- PASSAGE GIVEN:

-- Start --

June 2026
We’re excited to share our latest edition of Cota Insights, in which we examine trends and shifts in U.S. Early-Stage, Net New Enterprise Technology. We encourage you to explore our key insights below, along with notable updates from our portfolio companies and our research group.
View from the Top: The Growth Backdrop
As we move through 2026, structural forces are converging to reshape enterprise technology, including slower global growth, a fragmenting economic order, shifting demographics, and rapid advances in AI and technology sovereignty. These forces are unfolding simultaneously, and their interaction is, in our view, the central challenge for technology investors.

The IMF projects the next five years will see the lowest global GDP growth in three decades, well below long-term averages, as cheap capital, trade expansion, and globalization fade. We believe the era of cheap capital is over. The key exception is generative AI, which Goldman Sachs estimates could lift U.S. GDP growth from ~1.9% to ~3.0% by 2034 through productivity gains, offsetting weak growth by reducing the cost of cognitive work and accelerating R&D.
Pivoting to a world of resilience and security

The growth outlook is inseparable from the restructuring of the global economy. According to UNCTAD, U.S.-focused investment has risen roughly 23% while flows to Eastern economies have fallen 58%. This is not a cyclical shift but a structural realignment toward resilience, national security, and supply chain control that will shape capital allocation for years to come.
Share of advanced semiconductor foundry capacity

This shift is most visible in semiconductors, where advanced chips have become a strategic resource akin to oil in the 20th century. TrendForce estimates Taiwan controls ~68% of advanced foundry capacity, a concentration seen as a vulnerability by both the U.S. and China. Through the CHIPS Act, the U.S. has committed $52B to raise its share from 12% to ~17% by 2027, highlighting the scale of the self-sufficiency push.

-- End --

- INSTRUCTION 1: Rewrite the Cota Insights text from "The IMF projects" down to "years to come.", putting "easy money" in place of "cheap capital".

- SUPPLIED MATERIAL:
-- Start --

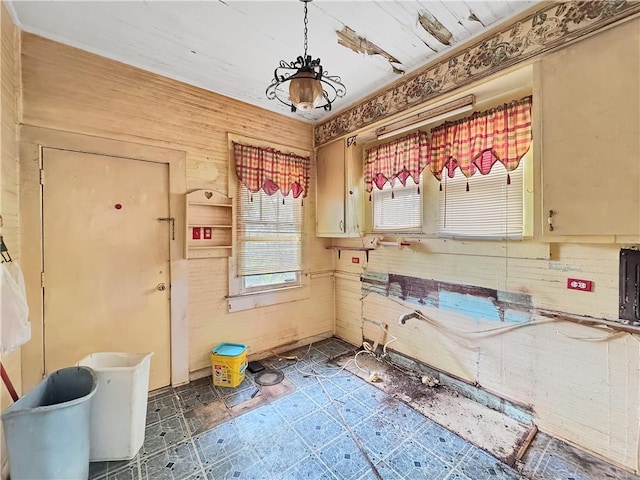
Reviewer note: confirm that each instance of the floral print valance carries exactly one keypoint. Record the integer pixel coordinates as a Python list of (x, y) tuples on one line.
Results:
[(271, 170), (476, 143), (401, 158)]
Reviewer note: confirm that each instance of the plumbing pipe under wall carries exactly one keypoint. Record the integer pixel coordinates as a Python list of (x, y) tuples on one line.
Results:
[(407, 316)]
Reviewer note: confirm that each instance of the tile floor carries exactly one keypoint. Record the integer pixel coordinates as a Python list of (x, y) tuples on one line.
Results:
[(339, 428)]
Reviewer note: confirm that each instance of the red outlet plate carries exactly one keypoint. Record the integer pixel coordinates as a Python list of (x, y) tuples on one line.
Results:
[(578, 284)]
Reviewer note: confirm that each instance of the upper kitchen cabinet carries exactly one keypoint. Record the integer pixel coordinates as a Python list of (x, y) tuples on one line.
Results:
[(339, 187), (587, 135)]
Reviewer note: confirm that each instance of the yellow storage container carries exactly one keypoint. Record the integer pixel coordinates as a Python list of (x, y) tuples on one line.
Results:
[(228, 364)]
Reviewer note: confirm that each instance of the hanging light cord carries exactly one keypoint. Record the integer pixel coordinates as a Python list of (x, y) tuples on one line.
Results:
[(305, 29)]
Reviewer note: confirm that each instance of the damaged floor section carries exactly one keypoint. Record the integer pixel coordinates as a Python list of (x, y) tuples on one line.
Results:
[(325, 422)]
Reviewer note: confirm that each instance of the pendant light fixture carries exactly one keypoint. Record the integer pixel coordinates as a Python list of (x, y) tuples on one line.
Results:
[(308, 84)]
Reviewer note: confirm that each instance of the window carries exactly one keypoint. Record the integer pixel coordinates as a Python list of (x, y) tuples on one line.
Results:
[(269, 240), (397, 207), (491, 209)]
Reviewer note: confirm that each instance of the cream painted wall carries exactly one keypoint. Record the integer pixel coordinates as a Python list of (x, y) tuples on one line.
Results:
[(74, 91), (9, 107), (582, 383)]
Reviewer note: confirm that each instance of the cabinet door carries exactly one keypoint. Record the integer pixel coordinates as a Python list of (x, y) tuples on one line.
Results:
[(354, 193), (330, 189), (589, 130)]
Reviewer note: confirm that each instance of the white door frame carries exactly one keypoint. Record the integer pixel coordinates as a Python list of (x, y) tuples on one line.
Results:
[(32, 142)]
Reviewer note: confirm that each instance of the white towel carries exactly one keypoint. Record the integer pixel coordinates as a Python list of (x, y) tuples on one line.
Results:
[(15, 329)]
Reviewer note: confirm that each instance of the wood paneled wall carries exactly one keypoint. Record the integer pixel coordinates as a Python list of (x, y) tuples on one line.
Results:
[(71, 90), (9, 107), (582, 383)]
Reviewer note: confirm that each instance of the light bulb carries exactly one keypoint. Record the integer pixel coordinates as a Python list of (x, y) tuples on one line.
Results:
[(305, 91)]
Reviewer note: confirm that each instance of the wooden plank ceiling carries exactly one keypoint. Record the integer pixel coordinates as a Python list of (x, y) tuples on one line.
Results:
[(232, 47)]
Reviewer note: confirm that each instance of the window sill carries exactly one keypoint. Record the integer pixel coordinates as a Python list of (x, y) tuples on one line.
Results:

-- End --

- INSTRUCTION 2: Format the records, everything from the line containing "Reviewer note: confirm that each instance of the damaged" down to the line containing "[(325, 422)]", as a JSON list of strings with one string per line and no blank lines. Include only those lines.

- CORRECT RESULT 1:
The IMF projects the next five years will see the lowest global GDP growth in three decades, well below long-term averages, as easy money, trade expansion, and globalization fade. We believe the era of easy money is over. The key exception is generative AI, which Goldman Sachs estimates could lift U.S. GDP growth from ~1.9% to ~3.0% by 2034 through productivity gains, offsetting weak growth by reducing the cost of cognitive work and accelerating R&D.
Pivoting to a world of resilience and security

The growth outlook is inseparable from the restructuring of the global economy. According to UNCTAD, U.S.-focused investment has risen roughly 23% while flows to Eastern economies have fallen 58%. This is not a cyclical shift but a structural realignment toward resilience, national security, and supply chain control that will shape capital allocation for years to come.

- CORRECT RESULT 2:
[
  "Reviewer note: confirm that each instance of the damaged floor section carries exactly one keypoint. Record the integer pixel coordinates as a Python list of (x, y) tuples on one line.",
  "Results:",
  "[(325, 422)]"
]